• [WHAT THE TASK ASKS]:
Rewrite the data, beginning at the line that has "Tag each instance of the eroded" and stopping after the line that has "<point>371,86</point>", with both of those lines included. Swap "canyon wall" for "cliff face" and leave everything else unchanged.

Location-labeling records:
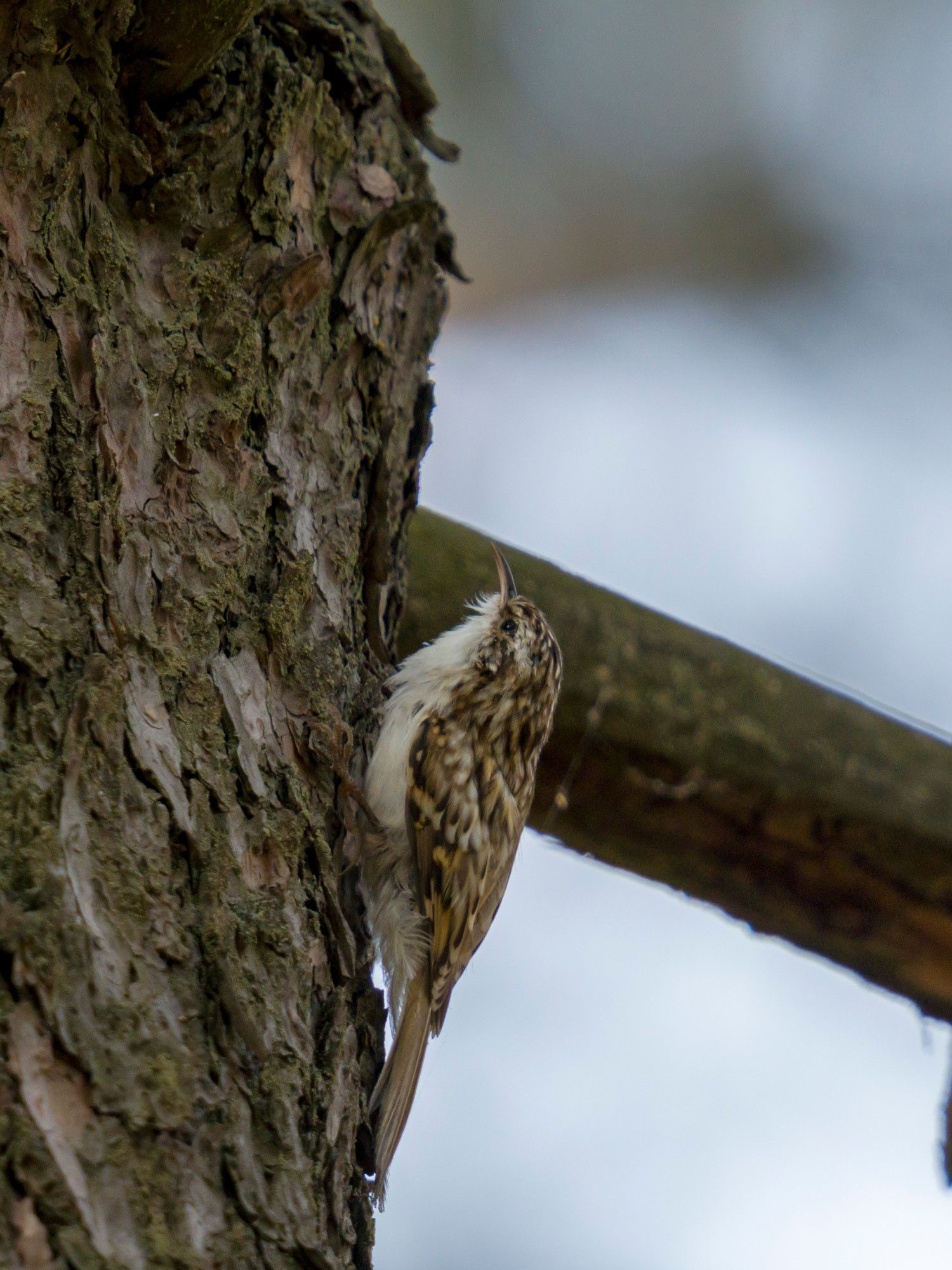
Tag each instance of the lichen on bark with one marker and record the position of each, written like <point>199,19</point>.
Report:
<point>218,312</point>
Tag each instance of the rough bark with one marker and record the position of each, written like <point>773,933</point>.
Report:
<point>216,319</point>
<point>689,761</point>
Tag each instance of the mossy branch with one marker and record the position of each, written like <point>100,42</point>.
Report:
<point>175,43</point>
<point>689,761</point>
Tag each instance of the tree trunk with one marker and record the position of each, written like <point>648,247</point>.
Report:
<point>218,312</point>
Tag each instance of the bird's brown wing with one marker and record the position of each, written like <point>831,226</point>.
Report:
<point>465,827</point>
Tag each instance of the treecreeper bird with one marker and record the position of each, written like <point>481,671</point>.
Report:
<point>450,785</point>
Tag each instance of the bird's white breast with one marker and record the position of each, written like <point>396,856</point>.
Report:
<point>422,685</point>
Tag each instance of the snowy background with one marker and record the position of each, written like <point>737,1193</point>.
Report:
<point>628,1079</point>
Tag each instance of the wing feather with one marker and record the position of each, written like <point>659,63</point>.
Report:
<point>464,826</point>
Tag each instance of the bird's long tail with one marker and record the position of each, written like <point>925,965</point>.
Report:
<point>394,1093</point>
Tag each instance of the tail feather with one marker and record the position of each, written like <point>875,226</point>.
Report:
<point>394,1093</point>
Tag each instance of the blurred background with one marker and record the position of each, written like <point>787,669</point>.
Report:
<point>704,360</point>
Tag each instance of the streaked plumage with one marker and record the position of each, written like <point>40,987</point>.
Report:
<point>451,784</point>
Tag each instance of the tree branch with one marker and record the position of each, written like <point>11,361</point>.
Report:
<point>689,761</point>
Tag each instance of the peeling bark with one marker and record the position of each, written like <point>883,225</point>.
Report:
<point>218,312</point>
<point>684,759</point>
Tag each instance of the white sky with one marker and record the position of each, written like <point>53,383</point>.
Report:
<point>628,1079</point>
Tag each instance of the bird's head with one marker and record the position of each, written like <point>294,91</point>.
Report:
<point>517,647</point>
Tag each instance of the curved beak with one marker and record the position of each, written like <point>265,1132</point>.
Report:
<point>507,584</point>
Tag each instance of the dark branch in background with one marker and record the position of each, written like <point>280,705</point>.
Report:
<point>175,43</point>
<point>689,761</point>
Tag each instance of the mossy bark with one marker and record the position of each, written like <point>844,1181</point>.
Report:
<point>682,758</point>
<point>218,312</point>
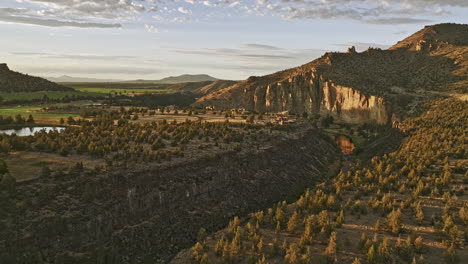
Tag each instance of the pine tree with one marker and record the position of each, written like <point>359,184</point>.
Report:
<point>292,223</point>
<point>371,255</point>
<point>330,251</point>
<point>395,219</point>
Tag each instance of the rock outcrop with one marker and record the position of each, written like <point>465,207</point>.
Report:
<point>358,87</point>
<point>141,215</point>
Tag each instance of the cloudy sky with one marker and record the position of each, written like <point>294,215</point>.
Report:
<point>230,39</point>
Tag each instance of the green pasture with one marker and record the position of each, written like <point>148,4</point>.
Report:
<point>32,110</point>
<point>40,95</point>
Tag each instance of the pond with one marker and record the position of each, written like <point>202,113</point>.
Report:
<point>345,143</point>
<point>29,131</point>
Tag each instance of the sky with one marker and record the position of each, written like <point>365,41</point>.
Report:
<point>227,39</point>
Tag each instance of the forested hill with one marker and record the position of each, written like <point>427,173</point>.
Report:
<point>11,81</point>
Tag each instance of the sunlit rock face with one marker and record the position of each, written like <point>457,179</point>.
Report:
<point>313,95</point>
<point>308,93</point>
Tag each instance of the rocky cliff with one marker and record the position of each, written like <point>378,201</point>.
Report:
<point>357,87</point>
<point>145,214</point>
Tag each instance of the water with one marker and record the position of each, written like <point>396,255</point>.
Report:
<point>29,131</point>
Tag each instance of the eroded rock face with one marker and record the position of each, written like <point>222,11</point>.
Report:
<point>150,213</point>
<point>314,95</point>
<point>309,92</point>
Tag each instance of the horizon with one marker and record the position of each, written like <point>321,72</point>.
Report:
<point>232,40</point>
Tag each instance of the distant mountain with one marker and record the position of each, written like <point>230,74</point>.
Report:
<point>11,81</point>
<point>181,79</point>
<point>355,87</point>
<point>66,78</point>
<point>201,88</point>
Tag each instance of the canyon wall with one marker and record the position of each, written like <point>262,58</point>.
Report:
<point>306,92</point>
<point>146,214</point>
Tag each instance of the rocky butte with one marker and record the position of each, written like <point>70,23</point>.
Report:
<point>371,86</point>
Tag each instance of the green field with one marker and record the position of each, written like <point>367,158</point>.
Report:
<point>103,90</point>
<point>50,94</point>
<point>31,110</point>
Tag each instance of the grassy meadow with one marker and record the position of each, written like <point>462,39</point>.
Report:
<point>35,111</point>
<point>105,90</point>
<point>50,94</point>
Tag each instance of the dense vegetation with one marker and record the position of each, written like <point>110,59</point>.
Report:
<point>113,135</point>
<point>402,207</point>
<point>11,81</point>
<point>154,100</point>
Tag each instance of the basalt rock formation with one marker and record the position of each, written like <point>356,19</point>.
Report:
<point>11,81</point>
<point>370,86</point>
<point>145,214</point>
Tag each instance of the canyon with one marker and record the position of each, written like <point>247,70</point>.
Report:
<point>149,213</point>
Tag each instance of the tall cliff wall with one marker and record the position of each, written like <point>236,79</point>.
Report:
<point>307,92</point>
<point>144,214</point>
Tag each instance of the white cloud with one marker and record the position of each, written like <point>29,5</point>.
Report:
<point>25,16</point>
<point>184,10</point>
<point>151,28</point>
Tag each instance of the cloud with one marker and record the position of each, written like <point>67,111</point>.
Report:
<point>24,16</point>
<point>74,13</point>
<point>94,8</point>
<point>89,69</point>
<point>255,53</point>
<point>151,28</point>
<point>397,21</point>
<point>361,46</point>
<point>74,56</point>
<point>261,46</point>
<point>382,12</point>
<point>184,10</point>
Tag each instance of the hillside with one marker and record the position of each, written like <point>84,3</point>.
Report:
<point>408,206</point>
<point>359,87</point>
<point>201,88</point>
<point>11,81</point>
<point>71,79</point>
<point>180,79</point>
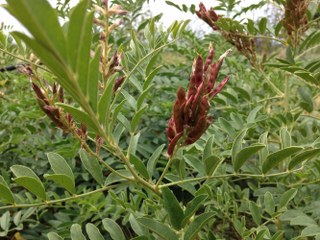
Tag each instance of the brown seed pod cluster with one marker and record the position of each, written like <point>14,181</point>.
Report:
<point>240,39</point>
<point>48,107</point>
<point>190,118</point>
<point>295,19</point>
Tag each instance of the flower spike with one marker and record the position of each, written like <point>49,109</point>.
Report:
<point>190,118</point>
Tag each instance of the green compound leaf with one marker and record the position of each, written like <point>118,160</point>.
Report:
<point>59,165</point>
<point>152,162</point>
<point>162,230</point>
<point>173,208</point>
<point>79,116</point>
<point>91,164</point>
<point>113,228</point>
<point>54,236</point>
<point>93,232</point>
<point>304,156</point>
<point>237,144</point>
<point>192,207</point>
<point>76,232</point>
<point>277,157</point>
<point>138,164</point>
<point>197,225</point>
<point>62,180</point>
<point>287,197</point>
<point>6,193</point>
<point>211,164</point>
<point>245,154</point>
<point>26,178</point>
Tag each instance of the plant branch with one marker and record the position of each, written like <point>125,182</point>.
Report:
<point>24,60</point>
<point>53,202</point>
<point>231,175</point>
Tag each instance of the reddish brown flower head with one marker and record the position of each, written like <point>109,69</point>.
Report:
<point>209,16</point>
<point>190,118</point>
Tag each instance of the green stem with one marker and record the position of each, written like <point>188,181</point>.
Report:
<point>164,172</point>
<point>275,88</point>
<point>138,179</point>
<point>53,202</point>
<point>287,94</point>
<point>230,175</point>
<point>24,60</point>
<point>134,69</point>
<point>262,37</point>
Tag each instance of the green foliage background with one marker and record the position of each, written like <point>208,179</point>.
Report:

--

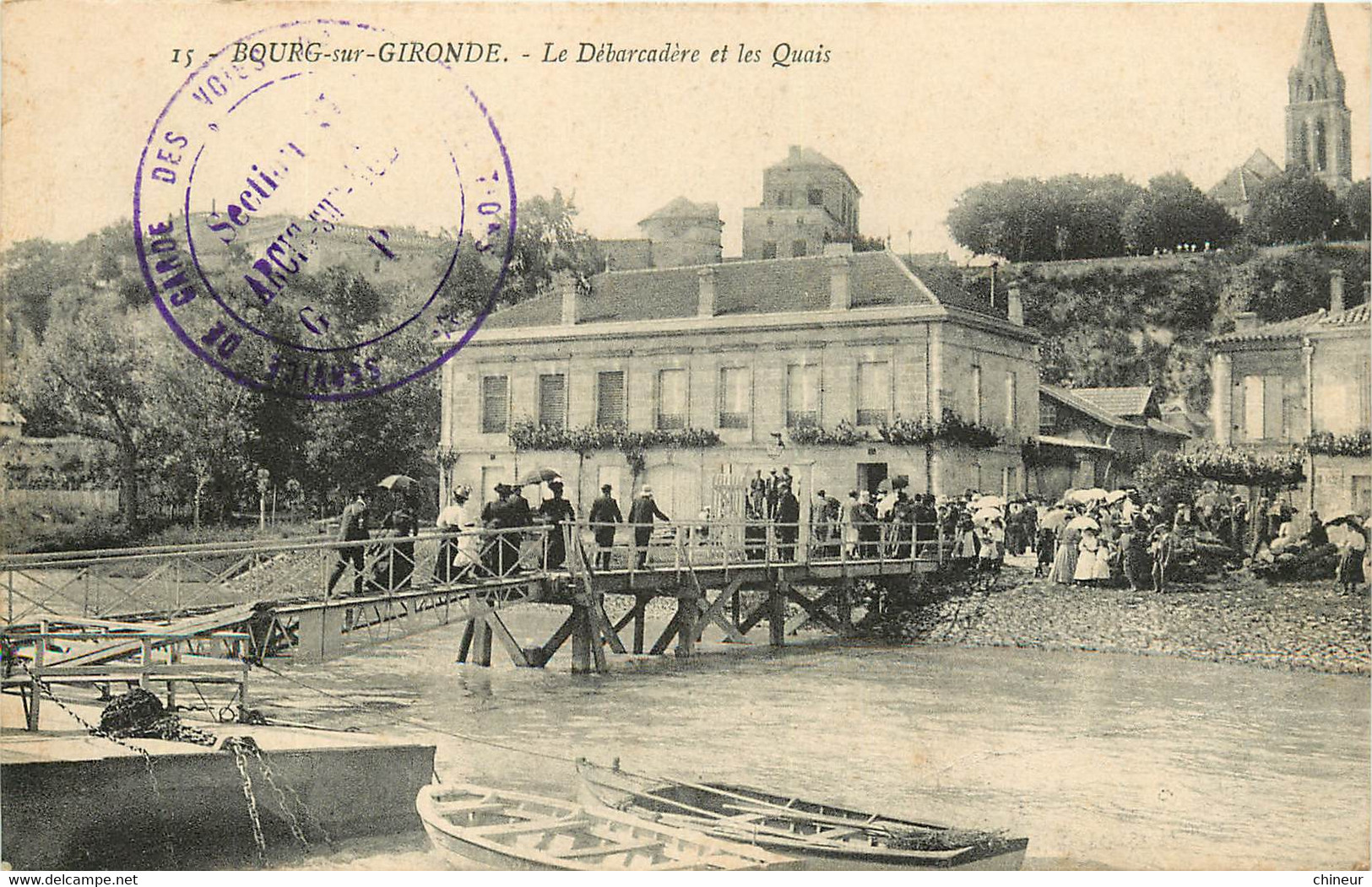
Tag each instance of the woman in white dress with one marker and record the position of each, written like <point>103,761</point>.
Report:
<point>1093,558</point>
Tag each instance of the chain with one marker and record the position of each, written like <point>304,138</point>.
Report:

• [COMPLETED TASK]:
Tag each instance of the eroded rock face with one marker and record the position of each, written like <point>222,11</point>.
Report:
<point>150,213</point>
<point>314,95</point>
<point>309,92</point>
Tag each instance of the horizon with one marker and record the position of each, written like <point>321,72</point>.
Report:
<point>232,40</point>
Tag each instance of the distant mountain with one marker and record the position of each, written like <point>230,74</point>.
Report:
<point>11,81</point>
<point>181,79</point>
<point>355,87</point>
<point>66,78</point>
<point>201,88</point>
Tag each instance of the cliff face with one marker and record the position of each, written like <point>262,58</point>.
Report:
<point>306,92</point>
<point>146,214</point>
Tag each instance of the rocky butte with one marker and record the position of each, written like <point>70,23</point>.
Report:
<point>371,86</point>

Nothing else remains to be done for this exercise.